══ TEXT EXCERPT

A programmable music synthesizer has a keyboard which also generates an expression signal representing the pressure on the keyboard and utilizes the change in an infrared path length for producing this expression signal.

Description

FIELD OF THE INVENTION

My present invention relates to a progammable music synthesizer, and more particularly, to a music synthesizer provided with keyboard expression and especially an expression mode sensitive to pressure on the keyboard.

BACKGROUND OF THE INVENTION

Music synthesizers are, of course, known in the art and generally comprise a keyboard provided with a multiplicity of note-selection keys whose switches are connected to various oscillator circuits, filters or like electronic controls, the outputs of which can be combined to form electrically generated tones, chords and voices in the production of music.

Various expression devices are known independently or have been associated with such synthesizers. The term "expression" is here used to refer to a modulation applied to the pure tone or to the voices generated by the instrument and may include, for example, a tremolo or the like which is superimposed upon the output.

════

> TASK STATEMENT: Decide whether each statement agrees with the patent excerpt on the music synthesizer, answering yes or no and quoting the deciding words of the excerpt: (a) the keyboard generates a signal representing the pressure on it; (b) the expression signal is produced from a change in an ultraviolet path length; (c) the excerpt presents music synthesizers as previously unknown in the art.

══ GIVEN RECORDS

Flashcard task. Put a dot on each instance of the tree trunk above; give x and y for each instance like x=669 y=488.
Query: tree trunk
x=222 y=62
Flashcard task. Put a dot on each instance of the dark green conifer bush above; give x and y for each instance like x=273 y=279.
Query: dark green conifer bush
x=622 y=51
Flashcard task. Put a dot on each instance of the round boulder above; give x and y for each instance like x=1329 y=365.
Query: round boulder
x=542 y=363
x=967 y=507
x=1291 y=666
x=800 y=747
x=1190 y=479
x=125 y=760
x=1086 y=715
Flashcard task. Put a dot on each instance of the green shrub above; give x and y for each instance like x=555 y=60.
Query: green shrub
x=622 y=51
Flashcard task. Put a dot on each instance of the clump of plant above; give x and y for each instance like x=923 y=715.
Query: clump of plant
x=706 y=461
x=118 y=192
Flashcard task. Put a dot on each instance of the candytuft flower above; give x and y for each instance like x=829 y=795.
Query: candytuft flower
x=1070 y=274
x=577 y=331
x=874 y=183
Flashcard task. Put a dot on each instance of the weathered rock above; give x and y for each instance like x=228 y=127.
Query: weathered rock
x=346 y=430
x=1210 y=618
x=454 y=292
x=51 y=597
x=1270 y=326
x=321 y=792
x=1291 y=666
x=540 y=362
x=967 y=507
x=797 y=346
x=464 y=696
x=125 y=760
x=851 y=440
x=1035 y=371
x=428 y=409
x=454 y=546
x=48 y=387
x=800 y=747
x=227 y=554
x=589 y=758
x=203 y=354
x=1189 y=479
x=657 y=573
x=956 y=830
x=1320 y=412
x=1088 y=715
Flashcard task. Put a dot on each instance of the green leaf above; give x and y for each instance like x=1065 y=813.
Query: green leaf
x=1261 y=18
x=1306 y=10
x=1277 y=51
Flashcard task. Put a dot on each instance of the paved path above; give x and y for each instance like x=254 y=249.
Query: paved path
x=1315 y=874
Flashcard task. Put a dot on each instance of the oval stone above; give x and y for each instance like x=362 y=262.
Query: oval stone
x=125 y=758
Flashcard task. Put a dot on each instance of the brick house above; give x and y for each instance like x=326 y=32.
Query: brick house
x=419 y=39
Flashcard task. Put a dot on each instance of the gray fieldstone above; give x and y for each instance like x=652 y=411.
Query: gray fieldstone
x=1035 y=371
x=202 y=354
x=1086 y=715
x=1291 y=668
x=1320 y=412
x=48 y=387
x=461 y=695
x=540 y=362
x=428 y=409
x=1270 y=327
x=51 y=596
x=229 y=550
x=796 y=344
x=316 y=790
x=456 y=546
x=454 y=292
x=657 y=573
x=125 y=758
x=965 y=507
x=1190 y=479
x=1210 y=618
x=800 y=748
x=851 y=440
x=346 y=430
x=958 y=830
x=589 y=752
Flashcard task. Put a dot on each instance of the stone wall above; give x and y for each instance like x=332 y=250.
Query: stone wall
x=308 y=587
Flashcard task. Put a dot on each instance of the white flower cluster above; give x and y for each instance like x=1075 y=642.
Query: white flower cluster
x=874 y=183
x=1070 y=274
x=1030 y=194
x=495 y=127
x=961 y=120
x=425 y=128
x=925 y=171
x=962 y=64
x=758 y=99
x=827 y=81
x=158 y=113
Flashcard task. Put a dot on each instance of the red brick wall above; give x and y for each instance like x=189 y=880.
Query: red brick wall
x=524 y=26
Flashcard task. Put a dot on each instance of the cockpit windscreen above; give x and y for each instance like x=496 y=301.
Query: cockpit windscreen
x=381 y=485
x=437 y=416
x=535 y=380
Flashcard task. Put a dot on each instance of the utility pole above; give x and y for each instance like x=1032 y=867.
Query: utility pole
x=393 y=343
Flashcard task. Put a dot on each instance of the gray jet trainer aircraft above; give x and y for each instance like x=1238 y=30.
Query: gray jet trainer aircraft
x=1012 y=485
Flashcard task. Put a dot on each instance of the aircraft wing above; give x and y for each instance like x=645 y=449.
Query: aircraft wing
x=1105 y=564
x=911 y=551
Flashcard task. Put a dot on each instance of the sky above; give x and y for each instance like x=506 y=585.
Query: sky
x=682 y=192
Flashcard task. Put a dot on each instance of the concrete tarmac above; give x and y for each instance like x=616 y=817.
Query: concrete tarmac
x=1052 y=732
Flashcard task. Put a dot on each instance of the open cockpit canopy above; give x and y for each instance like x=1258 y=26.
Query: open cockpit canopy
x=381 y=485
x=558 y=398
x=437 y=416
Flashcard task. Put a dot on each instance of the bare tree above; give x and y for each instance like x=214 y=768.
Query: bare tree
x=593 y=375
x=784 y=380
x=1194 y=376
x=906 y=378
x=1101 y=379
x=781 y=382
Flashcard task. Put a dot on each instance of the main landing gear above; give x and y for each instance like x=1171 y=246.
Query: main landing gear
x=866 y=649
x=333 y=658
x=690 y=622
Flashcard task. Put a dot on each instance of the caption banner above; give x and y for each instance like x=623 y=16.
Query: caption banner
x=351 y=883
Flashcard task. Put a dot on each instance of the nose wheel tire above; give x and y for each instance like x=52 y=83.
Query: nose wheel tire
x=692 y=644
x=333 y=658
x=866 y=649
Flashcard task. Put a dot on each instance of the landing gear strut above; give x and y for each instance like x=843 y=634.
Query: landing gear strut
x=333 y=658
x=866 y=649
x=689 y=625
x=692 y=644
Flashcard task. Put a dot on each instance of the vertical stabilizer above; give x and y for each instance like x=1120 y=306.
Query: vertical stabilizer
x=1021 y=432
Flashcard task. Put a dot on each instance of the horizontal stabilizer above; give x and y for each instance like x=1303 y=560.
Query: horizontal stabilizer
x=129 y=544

════

> TASK SOLUTION:
(a) Yes: "generates an expression signal representing the pressure on the keyboard"
(b) No: "utilizes the change in an infrared path length for producing this expression signal"
(c) No: "Music synthesizers are, of course, known in the art"